[Records for the task]:
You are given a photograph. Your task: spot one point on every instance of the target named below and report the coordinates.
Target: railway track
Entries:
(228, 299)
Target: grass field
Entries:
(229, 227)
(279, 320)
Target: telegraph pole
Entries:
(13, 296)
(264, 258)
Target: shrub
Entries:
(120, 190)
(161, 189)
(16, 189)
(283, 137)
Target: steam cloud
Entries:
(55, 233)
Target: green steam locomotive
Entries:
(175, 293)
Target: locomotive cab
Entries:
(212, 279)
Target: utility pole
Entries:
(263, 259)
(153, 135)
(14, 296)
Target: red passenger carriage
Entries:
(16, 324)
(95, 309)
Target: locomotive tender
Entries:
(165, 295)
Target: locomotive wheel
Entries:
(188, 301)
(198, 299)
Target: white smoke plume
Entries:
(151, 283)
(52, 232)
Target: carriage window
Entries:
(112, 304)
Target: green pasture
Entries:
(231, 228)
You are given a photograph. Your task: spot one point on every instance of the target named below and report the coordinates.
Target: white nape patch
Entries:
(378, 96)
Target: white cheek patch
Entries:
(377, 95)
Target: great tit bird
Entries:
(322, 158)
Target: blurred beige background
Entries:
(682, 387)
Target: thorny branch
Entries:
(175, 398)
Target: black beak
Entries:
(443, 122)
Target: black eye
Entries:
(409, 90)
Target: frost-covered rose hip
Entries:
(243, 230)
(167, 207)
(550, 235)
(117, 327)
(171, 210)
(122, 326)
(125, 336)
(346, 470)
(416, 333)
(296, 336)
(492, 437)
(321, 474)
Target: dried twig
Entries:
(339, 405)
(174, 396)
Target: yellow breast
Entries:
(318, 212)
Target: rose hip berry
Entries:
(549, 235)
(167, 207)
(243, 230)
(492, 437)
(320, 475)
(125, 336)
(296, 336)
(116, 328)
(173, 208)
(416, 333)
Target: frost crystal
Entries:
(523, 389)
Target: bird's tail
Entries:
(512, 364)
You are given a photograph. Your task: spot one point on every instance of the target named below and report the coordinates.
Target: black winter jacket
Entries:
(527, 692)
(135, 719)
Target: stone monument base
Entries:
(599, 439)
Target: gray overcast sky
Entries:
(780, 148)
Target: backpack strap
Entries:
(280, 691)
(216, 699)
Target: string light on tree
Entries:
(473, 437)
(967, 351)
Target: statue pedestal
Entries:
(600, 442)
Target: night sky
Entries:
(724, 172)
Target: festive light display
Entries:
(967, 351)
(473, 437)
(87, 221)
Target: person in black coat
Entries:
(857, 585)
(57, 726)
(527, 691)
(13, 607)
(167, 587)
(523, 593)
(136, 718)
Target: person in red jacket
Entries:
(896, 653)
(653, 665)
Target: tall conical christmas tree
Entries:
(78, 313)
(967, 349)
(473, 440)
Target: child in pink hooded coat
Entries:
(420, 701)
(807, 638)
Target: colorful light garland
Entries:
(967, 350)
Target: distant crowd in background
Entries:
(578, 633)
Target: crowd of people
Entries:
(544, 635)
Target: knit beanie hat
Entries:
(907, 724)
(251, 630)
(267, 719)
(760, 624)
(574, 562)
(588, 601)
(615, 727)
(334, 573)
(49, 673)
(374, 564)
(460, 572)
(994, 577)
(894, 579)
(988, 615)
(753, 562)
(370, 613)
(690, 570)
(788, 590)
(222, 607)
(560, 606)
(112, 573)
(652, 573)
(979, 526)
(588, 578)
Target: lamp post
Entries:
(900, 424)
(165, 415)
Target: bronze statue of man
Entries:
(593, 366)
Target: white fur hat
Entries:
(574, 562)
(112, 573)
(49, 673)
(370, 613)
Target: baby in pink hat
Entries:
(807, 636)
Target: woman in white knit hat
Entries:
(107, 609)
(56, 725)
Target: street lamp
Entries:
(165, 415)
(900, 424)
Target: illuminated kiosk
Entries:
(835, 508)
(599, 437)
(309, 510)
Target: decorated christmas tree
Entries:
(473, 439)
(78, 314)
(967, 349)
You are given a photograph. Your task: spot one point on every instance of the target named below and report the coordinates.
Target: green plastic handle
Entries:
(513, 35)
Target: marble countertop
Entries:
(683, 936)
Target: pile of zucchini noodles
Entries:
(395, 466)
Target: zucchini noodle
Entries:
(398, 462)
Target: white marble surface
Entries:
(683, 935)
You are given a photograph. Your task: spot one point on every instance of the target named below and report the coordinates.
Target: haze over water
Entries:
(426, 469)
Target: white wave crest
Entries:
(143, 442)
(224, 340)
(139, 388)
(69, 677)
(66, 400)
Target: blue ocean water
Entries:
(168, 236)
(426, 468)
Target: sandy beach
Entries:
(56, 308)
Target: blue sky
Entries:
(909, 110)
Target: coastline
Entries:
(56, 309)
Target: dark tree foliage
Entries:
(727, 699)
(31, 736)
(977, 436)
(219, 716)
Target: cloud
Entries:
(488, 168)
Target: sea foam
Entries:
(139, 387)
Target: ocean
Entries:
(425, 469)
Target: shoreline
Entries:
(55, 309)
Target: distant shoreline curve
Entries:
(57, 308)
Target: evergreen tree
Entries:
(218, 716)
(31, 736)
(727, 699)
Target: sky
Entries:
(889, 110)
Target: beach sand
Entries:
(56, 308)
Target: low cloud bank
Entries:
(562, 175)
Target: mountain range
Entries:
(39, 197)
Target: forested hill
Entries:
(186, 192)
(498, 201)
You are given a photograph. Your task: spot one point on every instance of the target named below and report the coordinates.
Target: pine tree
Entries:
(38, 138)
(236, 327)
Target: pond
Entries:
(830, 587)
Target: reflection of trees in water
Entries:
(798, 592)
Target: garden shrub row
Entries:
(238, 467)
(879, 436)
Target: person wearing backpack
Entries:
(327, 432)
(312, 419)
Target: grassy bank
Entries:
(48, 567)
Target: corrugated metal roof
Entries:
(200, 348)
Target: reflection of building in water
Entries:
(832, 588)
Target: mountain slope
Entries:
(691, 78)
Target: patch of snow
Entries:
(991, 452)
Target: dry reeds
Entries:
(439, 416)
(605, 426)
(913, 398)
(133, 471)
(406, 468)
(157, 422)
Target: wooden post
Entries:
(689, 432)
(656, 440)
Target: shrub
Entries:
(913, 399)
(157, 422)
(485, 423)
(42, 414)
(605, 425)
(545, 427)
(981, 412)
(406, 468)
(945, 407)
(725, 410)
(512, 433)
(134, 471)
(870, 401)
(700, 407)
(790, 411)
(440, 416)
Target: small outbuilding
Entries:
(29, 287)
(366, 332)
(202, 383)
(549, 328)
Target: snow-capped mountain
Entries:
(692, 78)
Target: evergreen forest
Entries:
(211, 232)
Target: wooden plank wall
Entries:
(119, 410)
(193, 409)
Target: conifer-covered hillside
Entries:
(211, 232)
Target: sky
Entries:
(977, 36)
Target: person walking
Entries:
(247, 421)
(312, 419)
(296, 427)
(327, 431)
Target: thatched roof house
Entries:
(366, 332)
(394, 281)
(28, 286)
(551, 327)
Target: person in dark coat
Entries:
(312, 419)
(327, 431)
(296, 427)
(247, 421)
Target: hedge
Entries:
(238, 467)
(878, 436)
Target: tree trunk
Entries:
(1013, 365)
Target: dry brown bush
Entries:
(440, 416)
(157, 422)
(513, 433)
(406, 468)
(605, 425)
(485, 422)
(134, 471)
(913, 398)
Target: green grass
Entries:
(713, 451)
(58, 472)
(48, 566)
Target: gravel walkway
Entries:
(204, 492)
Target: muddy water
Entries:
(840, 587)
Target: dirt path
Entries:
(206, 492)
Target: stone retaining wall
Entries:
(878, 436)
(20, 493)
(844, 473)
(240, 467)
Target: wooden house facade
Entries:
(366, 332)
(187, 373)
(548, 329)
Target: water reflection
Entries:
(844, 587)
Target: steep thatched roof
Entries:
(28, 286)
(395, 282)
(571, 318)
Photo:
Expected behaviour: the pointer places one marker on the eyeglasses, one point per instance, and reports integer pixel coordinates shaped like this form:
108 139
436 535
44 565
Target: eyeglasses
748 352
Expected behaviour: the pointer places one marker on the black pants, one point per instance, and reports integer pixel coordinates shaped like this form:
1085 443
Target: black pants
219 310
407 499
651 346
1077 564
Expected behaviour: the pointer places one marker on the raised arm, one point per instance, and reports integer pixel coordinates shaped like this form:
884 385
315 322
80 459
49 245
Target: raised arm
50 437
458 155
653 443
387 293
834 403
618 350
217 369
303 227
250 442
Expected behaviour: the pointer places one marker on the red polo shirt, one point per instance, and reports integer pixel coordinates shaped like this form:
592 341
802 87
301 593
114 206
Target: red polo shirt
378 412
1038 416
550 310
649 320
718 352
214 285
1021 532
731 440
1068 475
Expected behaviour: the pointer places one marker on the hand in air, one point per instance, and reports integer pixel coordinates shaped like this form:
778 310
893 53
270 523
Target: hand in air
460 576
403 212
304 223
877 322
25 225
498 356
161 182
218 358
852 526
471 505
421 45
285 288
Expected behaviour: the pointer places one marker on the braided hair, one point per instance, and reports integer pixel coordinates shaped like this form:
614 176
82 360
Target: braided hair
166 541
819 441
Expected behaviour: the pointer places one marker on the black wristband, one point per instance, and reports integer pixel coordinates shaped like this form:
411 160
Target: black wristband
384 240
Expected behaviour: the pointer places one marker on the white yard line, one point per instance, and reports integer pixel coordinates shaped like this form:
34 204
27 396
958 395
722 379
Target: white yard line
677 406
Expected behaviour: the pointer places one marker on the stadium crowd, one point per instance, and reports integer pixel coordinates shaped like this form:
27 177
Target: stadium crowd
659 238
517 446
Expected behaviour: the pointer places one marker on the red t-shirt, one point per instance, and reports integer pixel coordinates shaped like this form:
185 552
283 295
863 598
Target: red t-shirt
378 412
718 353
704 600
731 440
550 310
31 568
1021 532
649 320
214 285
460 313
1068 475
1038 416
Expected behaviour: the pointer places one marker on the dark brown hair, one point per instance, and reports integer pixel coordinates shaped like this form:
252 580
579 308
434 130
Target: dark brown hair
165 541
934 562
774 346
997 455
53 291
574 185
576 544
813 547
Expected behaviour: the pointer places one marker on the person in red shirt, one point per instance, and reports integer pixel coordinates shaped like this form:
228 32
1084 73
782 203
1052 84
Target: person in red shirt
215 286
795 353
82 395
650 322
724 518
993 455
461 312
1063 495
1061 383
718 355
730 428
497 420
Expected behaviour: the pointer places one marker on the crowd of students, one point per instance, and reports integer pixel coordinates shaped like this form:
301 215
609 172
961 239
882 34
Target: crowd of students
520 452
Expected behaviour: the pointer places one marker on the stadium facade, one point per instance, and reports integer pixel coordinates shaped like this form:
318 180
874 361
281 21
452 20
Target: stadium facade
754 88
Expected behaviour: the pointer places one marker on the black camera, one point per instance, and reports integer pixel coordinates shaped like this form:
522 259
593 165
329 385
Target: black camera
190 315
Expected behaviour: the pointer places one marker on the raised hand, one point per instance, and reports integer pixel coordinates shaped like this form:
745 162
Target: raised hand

[To be done]:
Return exactly the lines from the one containing "red t-shirt, one" through the last line of the records above, both included, and nothing else.

[Task solution]:
Expected behaviour: the pointer places one marker on the red t-shirt, one point per instance, and reports integer pixel coordinates shaped like this form:
185 552
283 295
863 598
Target: red t-shirt
378 412
718 353
704 600
731 440
550 310
31 568
1021 532
649 320
214 285
460 313
1068 475
1038 416
Expected behaviour: the pointer places one marker on the dark brown hair, one point per instance, and reports integer pixel coordinates shaped like this form:
252 580
579 308
434 130
Target: dark brown hair
165 541
934 562
774 346
997 455
53 291
574 185
576 544
813 547
Expected behaviour: the pointer places one marker on the person in red shirt, one point per instance, and reports integer pixel coordinates shaped like this form:
228 32
1084 73
782 203
1052 84
Target: person in red shirt
215 286
795 353
82 395
650 322
724 518
993 455
461 312
1063 495
1061 383
718 355
730 428
497 420
Expected behaviour: the pointer places one marker on the crowd of students, one point per instance, and reports integer pixel coordinates shaped like this form:
301 215
609 172
961 239
882 34
Target: crowd of students
520 452
Expected behaviour: the pointer places one marker on the stadium facade, one point per instance, and reports integer pixel coordinates shaped like this form:
318 180
874 361
281 21
452 20
Target: stadium facade
754 88
Expected behaviour: the pointer places one marker on the black camera, one point per instance, and reports integer pixel coordinates shaped like this form:
522 259
593 165
329 385
Target: black camera
190 315
Expected behaviour: the pointer places one marker on the raised hand, one point per instance, and reports integer pixel coordinates shaped like this form:
745 162
Target: raised hand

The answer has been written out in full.